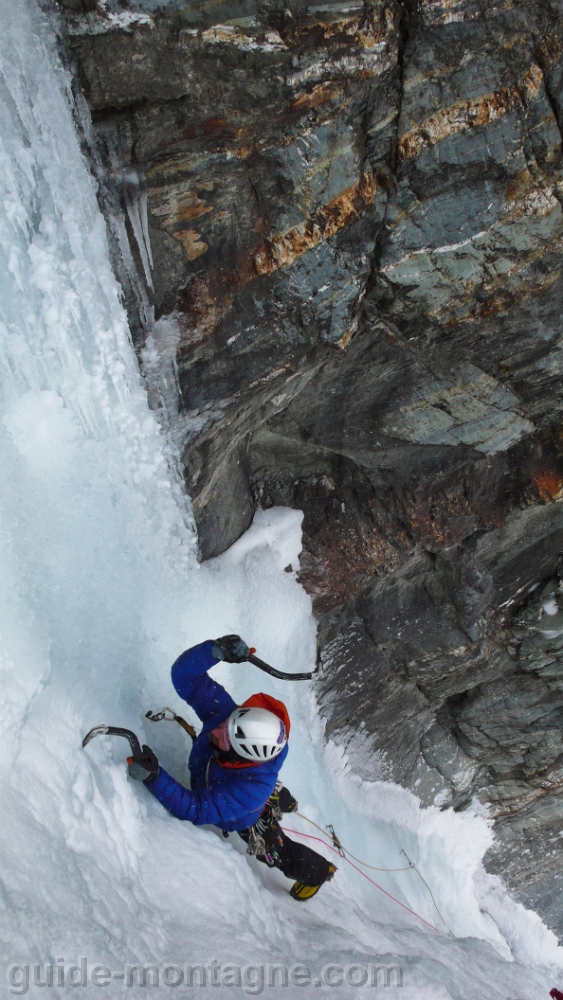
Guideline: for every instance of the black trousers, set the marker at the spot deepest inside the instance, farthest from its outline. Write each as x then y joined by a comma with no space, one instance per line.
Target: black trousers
294,860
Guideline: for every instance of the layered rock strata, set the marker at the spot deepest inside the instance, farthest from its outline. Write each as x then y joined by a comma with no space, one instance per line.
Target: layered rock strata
339,232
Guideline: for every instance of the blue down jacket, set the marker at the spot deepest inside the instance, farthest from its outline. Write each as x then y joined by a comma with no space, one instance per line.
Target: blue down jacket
231,798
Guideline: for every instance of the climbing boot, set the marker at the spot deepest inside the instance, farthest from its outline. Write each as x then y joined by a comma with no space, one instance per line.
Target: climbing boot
303,892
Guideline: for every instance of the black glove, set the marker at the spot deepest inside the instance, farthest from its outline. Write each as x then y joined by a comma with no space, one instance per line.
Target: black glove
231,648
285,800
144,767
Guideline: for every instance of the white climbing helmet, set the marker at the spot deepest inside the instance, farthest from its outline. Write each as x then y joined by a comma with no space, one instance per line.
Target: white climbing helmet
256,733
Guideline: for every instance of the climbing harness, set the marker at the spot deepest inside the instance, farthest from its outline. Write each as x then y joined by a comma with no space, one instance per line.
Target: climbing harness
258,833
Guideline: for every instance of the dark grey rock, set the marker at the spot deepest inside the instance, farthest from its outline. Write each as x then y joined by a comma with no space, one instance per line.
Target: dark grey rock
340,237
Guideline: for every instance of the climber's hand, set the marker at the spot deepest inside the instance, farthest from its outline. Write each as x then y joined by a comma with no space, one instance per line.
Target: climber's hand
231,648
144,767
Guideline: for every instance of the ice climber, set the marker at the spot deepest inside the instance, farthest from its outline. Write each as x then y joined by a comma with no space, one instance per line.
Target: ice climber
234,767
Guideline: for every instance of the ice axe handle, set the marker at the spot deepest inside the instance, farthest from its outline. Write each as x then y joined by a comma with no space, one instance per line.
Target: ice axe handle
278,673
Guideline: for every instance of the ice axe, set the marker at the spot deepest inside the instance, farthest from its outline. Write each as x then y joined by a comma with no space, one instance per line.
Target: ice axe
278,673
115,731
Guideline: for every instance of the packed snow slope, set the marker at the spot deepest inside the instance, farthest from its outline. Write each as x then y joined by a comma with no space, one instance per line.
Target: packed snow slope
100,591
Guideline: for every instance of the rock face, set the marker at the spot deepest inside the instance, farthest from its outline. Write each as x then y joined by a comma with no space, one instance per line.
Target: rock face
340,237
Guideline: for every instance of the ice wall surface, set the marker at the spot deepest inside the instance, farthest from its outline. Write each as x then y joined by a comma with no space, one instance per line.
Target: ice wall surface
100,590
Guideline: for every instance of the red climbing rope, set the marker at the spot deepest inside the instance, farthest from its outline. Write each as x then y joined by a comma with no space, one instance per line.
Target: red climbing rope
384,891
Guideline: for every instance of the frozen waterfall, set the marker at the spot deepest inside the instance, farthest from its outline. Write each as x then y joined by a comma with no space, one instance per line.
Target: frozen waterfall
100,591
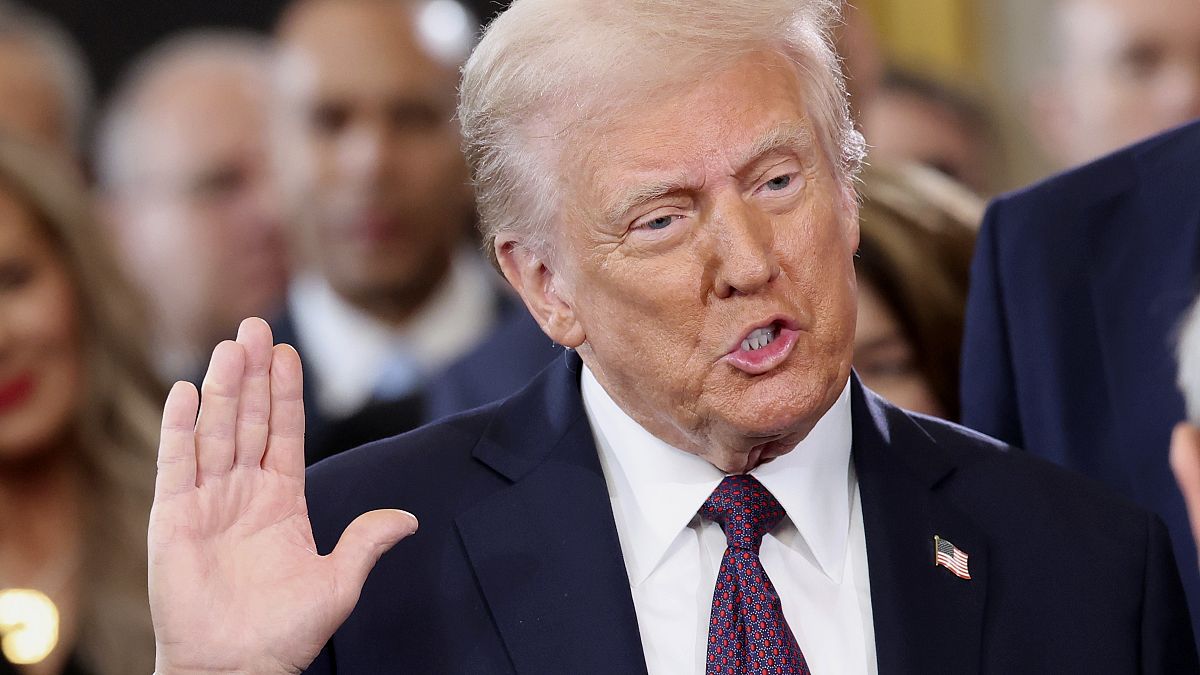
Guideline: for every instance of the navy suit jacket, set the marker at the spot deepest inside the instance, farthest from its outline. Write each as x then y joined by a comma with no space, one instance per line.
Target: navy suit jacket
1077,291
505,360
517,566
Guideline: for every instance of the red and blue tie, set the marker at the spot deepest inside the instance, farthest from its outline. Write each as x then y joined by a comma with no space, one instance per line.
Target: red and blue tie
748,632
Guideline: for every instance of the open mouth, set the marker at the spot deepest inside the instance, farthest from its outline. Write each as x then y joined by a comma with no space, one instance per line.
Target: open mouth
760,338
765,347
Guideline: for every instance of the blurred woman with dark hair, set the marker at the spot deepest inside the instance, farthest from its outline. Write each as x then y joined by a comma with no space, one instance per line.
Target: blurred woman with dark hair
918,231
78,425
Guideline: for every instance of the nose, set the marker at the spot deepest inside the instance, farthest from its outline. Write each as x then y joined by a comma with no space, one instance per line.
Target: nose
745,251
364,151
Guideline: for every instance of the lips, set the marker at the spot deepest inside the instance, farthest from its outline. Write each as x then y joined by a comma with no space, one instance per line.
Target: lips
765,346
16,392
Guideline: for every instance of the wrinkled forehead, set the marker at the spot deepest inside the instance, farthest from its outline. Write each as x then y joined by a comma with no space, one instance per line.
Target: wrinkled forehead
684,131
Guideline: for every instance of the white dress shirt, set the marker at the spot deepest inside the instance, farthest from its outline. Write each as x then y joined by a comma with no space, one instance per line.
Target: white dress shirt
347,350
816,556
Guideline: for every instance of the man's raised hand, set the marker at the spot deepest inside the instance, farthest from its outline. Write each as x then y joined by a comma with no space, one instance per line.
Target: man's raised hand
235,581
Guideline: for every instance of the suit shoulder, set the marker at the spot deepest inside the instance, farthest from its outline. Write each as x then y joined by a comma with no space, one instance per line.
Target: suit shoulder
993,471
1063,196
424,454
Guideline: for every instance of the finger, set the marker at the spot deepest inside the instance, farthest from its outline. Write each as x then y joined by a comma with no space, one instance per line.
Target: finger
255,396
285,441
216,424
369,537
1185,460
177,442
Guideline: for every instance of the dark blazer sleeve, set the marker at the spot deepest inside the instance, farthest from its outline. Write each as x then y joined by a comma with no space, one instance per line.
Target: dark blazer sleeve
989,393
1168,641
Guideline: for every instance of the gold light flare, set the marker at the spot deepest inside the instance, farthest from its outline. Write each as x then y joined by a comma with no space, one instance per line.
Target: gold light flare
29,625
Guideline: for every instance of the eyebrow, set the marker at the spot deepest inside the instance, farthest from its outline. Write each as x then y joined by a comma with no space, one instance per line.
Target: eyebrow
790,135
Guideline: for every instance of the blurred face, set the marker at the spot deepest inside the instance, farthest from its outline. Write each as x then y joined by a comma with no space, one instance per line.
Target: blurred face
901,127
199,226
41,366
33,106
885,359
1132,67
369,156
706,266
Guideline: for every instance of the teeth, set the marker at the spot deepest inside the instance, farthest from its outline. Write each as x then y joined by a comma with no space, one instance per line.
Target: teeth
759,339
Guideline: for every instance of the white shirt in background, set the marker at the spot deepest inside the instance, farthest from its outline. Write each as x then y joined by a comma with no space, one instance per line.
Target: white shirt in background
347,350
816,556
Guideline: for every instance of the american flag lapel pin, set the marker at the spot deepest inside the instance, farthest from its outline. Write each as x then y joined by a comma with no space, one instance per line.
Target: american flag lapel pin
952,557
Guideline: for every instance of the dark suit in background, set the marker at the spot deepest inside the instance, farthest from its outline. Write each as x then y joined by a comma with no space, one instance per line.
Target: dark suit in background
505,360
517,565
1077,290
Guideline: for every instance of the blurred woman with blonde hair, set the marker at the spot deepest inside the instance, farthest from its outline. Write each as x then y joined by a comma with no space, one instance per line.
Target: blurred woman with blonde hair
917,234
78,425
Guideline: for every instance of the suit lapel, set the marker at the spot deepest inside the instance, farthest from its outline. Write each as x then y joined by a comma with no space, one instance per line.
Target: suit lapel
927,620
545,550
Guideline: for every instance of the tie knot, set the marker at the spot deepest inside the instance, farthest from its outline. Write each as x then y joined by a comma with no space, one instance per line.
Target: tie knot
744,509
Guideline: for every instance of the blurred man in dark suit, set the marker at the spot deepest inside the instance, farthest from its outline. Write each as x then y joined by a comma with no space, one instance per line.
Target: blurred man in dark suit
1119,71
1077,290
378,202
184,181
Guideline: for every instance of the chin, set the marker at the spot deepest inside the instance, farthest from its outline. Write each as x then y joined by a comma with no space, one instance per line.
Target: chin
785,405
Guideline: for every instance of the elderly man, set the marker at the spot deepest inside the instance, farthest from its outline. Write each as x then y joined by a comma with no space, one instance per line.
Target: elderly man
185,186
45,85
702,484
378,205
1121,71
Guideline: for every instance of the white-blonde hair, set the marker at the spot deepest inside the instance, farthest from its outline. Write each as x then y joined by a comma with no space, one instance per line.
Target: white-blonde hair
1188,352
545,66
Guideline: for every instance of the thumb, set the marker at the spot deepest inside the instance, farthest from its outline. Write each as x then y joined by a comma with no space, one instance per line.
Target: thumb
369,537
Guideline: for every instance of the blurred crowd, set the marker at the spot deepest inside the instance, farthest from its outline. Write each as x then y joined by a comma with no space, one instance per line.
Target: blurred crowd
313,177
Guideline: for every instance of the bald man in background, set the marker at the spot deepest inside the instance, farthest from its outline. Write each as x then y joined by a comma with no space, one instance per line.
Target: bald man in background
45,84
1122,71
397,318
185,185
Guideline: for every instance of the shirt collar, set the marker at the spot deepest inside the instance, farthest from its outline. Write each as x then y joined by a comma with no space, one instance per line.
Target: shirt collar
657,489
347,347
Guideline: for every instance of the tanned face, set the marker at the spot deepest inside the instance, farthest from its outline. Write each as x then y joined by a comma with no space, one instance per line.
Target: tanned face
703,264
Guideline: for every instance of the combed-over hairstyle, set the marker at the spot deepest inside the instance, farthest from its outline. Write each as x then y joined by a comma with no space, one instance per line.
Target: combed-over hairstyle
545,66
22,23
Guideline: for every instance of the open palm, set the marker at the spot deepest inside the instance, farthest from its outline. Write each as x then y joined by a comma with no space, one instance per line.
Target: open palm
235,580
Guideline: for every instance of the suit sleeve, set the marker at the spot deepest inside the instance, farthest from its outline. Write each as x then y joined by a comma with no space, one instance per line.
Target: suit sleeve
988,388
1168,644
======
▸ **WHAT NEEDS TO BE DONE**
All lines from the line containing "Guideline: for every instance of the open palm, set" through the end of the listing above are to be duplicated exactly; include both ends and nothing further.

▸ **THE ANSWER**
Guideline: for every instance of the open palm, set the marker at the spot deepest inside the instance, farthest from its outline. Write each as x then y joined by a comma with no space, one instance per line.
Target: open palm
235,580
Guideline: for every instance of the suit sleeve, set the marker at the spot deepest inside the instance, farthest from its outline. Write each as x then y joined by a comma with no space, one instance per line.
Target: suit sleeve
988,388
1168,644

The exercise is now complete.